:: EXERCISE DETAILS ::
Read through the records below and copy each line that uses the word "washer".
---------- GIVEN RECORDS ----------
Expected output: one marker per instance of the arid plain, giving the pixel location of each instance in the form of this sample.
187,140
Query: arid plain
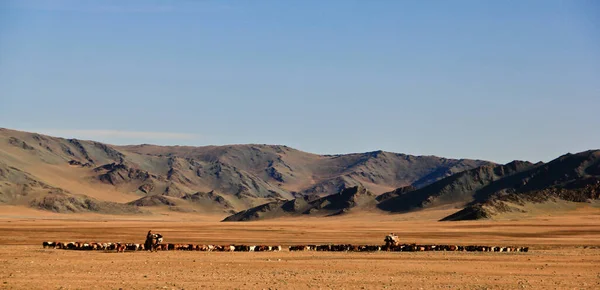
564,252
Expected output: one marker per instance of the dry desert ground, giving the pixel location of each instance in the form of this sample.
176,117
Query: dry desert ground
564,253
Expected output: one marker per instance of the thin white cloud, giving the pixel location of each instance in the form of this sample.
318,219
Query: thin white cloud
120,6
102,134
97,6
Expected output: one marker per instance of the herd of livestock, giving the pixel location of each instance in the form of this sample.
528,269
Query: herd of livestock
392,247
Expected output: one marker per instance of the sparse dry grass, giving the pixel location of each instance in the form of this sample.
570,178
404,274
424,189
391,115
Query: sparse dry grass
564,254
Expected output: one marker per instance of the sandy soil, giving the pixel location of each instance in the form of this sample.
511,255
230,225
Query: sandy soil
564,254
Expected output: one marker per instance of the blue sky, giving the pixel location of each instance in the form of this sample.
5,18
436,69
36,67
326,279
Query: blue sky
495,80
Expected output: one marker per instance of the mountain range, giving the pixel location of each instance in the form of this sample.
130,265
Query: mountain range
254,181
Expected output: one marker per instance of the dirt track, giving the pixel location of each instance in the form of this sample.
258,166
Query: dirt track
564,254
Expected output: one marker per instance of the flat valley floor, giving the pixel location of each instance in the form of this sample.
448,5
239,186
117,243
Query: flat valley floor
564,253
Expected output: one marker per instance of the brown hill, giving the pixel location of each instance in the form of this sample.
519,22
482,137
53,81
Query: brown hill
236,176
350,198
460,188
569,178
484,191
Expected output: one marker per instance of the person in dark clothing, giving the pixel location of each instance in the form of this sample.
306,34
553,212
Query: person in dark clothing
149,244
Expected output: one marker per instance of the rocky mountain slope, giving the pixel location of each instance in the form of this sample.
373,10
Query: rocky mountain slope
342,202
482,192
569,178
64,175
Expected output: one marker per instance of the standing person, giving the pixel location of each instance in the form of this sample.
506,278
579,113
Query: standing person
149,244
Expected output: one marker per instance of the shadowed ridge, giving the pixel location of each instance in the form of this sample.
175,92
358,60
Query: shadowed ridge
335,204
569,178
458,188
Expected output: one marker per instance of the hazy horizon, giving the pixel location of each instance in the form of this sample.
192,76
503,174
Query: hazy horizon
495,81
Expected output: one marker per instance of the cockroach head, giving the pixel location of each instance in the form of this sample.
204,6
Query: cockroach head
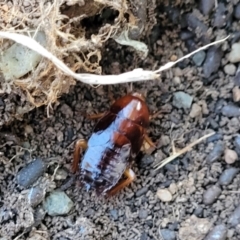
139,95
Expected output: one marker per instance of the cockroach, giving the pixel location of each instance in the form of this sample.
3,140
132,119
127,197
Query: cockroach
116,140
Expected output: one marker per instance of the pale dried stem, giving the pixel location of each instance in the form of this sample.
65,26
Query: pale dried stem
133,76
180,152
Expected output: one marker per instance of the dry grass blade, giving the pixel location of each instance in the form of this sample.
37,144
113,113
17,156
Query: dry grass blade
182,151
133,76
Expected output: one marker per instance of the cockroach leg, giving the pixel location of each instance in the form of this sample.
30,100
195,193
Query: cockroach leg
123,183
96,116
80,145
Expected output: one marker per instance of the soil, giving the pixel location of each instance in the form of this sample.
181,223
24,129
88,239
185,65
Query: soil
203,184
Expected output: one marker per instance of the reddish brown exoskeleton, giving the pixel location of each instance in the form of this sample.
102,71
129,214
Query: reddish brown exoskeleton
116,140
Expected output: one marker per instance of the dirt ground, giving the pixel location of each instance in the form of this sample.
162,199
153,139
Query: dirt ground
200,190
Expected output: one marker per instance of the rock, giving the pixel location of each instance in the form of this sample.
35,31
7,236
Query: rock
230,156
194,228
114,214
182,100
231,111
57,203
146,160
236,12
220,18
195,111
35,196
219,232
198,58
143,213
19,60
30,173
167,234
211,194
228,175
230,69
236,94
142,191
234,218
164,195
216,153
212,61
234,55
206,6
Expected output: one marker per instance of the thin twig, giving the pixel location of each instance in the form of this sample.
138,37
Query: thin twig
182,151
135,75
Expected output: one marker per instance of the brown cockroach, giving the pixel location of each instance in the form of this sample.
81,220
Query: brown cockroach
116,140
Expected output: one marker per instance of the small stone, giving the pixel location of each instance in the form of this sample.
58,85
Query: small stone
228,175
195,111
142,191
182,100
231,111
60,136
167,234
219,232
30,173
143,213
236,12
198,58
216,153
211,194
230,156
164,195
35,196
212,61
28,129
194,228
206,6
57,203
234,55
236,94
173,188
230,69
234,218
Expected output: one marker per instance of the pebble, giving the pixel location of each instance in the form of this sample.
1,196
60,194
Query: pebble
230,156
212,61
164,195
234,55
143,213
194,228
211,194
219,232
35,196
167,234
236,94
195,111
146,160
231,111
198,58
57,203
216,152
236,12
142,191
30,173
230,69
206,6
234,218
228,175
182,100
220,17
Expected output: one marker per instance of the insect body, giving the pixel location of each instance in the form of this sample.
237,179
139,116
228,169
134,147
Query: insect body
116,139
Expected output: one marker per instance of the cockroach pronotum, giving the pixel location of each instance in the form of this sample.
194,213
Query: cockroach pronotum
116,140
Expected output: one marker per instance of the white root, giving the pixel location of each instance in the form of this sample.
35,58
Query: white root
135,75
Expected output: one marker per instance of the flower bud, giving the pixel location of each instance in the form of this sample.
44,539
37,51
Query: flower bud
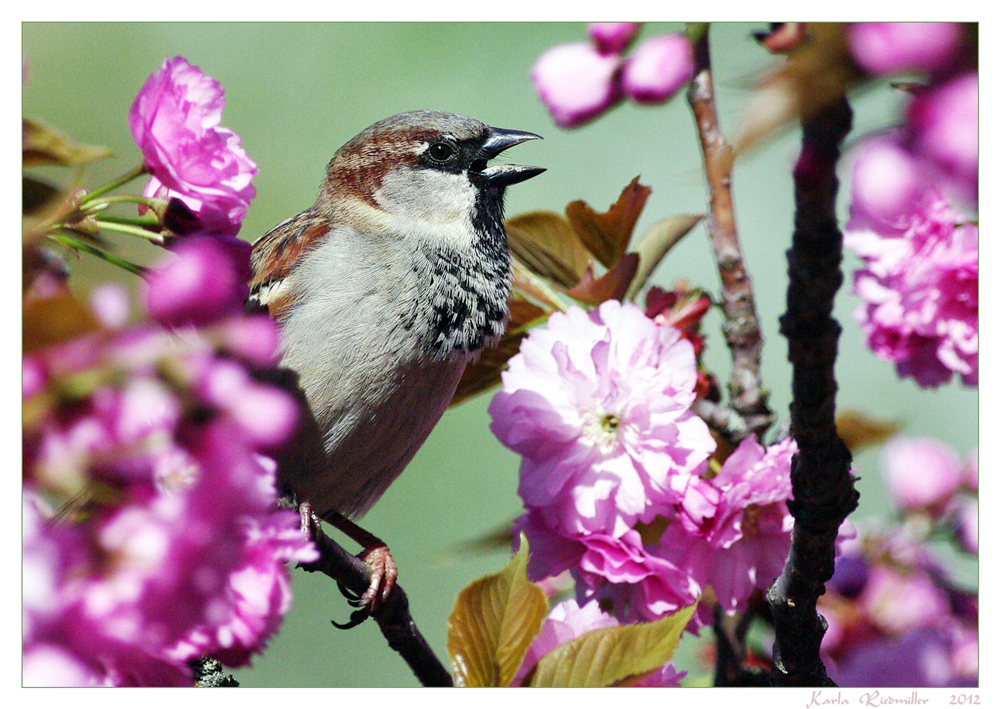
576,82
658,68
922,473
890,47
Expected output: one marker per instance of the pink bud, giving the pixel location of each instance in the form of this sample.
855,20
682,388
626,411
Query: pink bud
967,525
612,37
885,181
970,471
109,302
946,126
658,68
889,47
576,82
922,473
203,283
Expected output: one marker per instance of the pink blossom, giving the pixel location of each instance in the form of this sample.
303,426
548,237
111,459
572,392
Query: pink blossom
922,473
658,68
597,405
639,584
889,47
576,82
966,520
919,288
612,37
944,120
897,601
970,471
886,180
175,122
919,658
745,545
183,552
204,280
568,621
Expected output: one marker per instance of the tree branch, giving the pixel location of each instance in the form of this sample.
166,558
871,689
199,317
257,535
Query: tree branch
393,617
741,329
822,486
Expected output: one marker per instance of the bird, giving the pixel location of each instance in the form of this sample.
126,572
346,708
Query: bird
383,291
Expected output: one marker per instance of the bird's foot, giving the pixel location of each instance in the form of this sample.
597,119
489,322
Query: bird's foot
384,573
375,553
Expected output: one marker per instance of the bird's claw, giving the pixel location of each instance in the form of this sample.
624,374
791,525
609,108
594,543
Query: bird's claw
383,580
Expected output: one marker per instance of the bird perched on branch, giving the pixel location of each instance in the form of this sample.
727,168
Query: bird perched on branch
384,290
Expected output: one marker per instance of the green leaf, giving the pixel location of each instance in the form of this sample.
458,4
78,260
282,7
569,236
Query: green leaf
604,657
656,243
493,623
42,145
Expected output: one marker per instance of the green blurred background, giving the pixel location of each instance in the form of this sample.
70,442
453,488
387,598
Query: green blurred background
296,92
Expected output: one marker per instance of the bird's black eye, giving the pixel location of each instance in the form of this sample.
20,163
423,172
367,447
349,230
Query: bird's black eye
442,151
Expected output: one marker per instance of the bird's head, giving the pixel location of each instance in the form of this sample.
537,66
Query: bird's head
425,167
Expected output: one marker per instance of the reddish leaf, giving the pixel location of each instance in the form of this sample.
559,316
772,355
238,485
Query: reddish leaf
546,244
607,234
42,145
611,286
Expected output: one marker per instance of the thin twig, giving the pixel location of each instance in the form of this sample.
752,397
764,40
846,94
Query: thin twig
822,486
741,329
393,617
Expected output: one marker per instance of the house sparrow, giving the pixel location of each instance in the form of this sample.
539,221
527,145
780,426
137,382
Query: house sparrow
384,290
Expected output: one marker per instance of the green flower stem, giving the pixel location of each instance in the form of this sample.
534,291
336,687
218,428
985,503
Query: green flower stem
127,177
150,236
147,221
99,253
97,205
695,30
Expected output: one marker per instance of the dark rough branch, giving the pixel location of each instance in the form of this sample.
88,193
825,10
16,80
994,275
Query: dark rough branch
822,485
741,329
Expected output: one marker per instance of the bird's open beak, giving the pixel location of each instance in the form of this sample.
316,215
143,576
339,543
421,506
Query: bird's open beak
502,175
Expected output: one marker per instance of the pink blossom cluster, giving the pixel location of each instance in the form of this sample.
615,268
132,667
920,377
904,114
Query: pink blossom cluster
175,122
566,622
578,82
615,473
895,615
921,274
151,535
919,284
940,138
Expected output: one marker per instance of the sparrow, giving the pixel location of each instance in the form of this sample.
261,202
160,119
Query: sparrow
384,291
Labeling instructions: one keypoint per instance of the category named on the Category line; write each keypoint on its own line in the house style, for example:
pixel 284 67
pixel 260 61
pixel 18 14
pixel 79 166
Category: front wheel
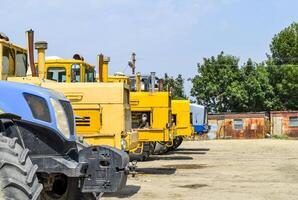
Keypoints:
pixel 18 178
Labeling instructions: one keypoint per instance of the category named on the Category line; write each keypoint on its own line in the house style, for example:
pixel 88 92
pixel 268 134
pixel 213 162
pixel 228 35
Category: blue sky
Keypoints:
pixel 167 35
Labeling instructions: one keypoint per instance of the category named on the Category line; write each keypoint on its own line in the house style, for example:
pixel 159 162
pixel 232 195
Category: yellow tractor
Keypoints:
pixel 161 122
pixel 103 115
pixel 181 118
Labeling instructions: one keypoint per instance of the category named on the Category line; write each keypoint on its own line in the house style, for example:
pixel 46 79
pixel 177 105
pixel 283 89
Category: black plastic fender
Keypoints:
pixel 107 169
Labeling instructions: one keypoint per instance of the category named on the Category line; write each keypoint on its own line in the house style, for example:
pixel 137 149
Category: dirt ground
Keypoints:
pixel 218 169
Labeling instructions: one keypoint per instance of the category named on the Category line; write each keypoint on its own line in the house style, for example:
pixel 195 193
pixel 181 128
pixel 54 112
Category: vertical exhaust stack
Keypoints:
pixel 100 67
pixel 152 81
pixel 132 62
pixel 105 69
pixel 30 50
pixel 160 85
pixel 138 82
pixel 41 47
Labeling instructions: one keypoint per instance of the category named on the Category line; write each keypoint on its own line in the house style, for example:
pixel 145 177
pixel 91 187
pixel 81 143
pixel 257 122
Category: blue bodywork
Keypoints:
pixel 12 100
pixel 199 118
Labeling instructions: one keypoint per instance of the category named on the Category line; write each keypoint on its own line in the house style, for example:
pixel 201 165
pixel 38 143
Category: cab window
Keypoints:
pixel 75 73
pixel 56 74
pixel 21 64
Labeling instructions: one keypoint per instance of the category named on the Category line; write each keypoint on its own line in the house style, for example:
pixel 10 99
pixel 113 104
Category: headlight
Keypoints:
pixel 38 107
pixel 61 119
pixel 123 144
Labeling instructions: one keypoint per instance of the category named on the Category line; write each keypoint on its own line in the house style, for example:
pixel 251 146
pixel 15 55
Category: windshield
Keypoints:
pixel 57 74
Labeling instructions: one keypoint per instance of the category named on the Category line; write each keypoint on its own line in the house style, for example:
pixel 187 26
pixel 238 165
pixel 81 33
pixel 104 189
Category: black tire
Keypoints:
pixel 176 143
pixel 72 192
pixel 18 178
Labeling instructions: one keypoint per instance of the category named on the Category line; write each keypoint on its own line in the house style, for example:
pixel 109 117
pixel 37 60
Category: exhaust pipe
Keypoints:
pixel 41 47
pixel 30 50
pixel 152 81
pixel 138 82
pixel 100 67
pixel 160 85
pixel 103 68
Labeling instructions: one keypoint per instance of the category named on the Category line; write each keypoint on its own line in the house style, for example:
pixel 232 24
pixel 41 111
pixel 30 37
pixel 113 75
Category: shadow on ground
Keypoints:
pixel 186 152
pixel 193 186
pixel 128 191
pixel 170 158
pixel 156 170
pixel 193 149
pixel 187 166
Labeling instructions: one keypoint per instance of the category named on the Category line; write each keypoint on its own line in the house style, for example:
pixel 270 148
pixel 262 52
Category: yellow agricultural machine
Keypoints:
pixel 160 121
pixel 102 109
pixel 181 118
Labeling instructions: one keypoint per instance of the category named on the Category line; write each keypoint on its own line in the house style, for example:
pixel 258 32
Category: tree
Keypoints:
pixel 282 68
pixel 217 84
pixel 259 92
pixel 284 80
pixel 176 85
pixel 284 46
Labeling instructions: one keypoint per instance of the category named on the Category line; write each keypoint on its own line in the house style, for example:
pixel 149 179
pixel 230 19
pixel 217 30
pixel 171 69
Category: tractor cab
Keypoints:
pixel 69 70
pixel 39 123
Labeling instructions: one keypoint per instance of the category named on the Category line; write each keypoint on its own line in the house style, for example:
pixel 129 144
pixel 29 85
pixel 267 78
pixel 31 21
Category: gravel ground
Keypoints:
pixel 218 169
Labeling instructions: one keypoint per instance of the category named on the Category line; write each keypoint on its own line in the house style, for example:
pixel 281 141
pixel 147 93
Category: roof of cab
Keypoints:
pixel 29 88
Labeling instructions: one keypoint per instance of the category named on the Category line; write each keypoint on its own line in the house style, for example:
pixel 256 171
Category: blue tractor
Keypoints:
pixel 198 117
pixel 40 156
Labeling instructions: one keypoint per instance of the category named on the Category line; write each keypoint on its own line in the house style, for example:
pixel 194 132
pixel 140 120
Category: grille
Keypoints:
pixel 83 121
pixel 69 114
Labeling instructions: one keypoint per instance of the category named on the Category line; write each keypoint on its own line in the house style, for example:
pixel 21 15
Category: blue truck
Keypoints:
pixel 41 157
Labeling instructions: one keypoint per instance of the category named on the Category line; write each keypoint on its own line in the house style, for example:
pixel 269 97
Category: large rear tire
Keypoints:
pixel 65 188
pixel 18 178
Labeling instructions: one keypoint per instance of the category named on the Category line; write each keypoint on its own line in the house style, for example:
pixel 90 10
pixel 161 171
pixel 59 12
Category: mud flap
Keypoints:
pixel 107 169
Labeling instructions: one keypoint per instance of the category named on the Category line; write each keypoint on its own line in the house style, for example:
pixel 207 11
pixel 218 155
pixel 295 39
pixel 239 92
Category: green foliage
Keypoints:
pixel 176 85
pixel 217 84
pixel 284 46
pixel 223 86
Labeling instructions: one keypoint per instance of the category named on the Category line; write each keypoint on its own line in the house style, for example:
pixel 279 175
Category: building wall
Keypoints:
pixel 280 123
pixel 239 126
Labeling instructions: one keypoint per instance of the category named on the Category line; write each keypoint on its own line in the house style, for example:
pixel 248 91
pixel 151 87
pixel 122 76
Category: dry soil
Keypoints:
pixel 218 169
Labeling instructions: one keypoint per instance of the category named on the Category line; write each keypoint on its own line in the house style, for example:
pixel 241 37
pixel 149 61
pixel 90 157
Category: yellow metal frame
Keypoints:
pixel 181 109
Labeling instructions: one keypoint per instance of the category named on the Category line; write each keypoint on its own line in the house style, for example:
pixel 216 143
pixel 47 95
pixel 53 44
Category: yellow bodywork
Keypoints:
pixel 158 104
pixel 102 111
pixel 181 115
pixel 102 108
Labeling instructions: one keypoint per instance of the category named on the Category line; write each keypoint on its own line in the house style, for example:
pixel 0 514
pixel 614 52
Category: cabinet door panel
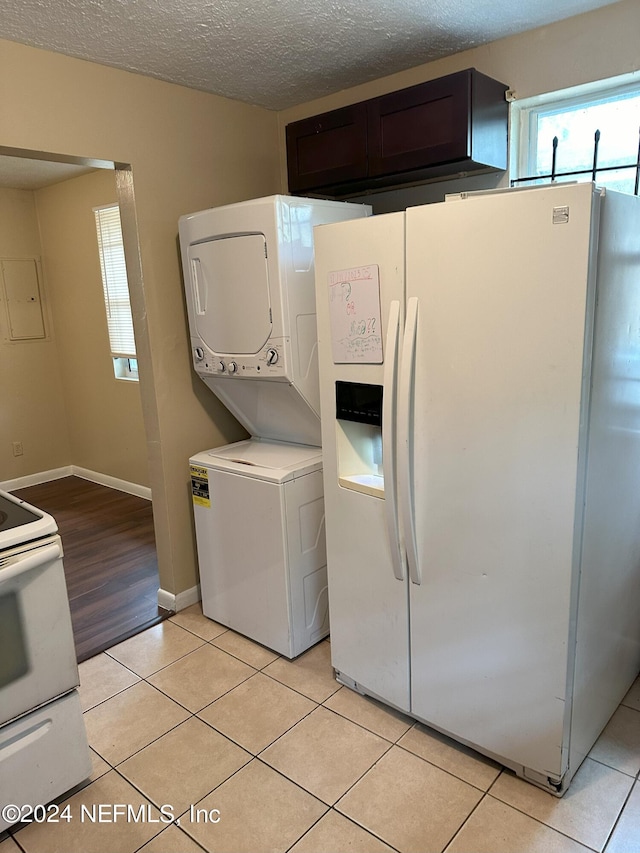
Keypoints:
pixel 421 126
pixel 327 149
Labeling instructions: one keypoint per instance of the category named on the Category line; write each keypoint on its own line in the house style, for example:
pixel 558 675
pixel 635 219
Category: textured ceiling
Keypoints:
pixel 273 53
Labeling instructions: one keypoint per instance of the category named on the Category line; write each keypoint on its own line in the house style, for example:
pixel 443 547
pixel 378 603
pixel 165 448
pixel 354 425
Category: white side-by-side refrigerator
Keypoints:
pixel 480 381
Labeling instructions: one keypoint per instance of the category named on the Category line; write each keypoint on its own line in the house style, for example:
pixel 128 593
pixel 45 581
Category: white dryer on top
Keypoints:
pixel 250 292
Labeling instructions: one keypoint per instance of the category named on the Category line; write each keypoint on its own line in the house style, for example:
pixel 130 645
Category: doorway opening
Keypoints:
pixel 69 419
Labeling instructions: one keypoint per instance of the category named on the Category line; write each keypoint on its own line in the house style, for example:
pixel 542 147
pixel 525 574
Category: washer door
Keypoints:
pixel 232 304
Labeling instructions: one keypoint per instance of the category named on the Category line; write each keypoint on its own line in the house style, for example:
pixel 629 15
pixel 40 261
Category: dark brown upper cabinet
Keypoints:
pixel 435 130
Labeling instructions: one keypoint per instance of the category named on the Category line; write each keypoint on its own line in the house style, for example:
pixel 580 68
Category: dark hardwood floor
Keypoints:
pixel 109 560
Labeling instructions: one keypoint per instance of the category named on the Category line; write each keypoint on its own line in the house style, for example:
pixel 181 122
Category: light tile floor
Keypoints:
pixel 252 752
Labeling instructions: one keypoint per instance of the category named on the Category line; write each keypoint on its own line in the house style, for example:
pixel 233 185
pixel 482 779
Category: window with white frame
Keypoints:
pixel 116 292
pixel 593 125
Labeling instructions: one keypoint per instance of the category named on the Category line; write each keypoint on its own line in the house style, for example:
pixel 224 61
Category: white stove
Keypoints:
pixel 43 742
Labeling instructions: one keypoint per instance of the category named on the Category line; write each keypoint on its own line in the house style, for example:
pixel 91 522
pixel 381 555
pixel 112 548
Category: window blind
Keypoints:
pixel 114 282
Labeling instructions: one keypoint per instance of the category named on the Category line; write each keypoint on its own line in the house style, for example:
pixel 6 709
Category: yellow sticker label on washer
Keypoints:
pixel 200 485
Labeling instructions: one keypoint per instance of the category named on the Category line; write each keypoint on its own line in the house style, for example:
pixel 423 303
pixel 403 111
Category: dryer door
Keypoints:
pixel 232 305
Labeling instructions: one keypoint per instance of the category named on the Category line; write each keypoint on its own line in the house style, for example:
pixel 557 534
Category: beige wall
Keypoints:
pixel 104 414
pixel 187 151
pixel 582 49
pixel 32 409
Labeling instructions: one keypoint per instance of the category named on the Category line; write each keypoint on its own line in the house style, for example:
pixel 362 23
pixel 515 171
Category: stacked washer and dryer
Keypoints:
pixel 258 504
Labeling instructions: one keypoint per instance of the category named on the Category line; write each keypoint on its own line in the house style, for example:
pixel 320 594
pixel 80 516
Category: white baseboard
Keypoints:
pixel 174 603
pixel 112 482
pixel 36 479
pixel 76 471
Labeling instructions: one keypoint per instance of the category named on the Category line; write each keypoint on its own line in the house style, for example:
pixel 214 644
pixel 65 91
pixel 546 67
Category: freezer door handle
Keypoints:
pixel 389 408
pixel 405 448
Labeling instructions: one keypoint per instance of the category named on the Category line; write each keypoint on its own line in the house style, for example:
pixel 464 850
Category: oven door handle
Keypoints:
pixel 22 563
----------
:: WRITTEN ANSWER ::
Category: washer door
Category: yellow sticker label on washer
Category: stacked washer and dryer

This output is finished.